EXERCISE PROMPT: Can you quote the lines below word for word, leaving the pictures out of your answer?

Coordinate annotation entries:
:::
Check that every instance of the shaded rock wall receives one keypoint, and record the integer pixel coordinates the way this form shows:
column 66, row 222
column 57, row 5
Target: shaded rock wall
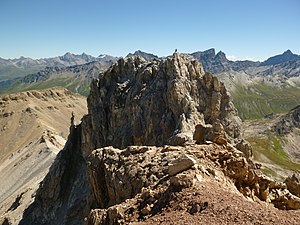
column 62, row 196
column 155, row 103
:::
WORKED SOLUTION:
Check that every instance of the shaded rock wall receives one keypoint, and record the integer pixel coordinates the way this form shows:
column 66, row 222
column 57, row 5
Target: shaded rock wall
column 62, row 196
column 155, row 103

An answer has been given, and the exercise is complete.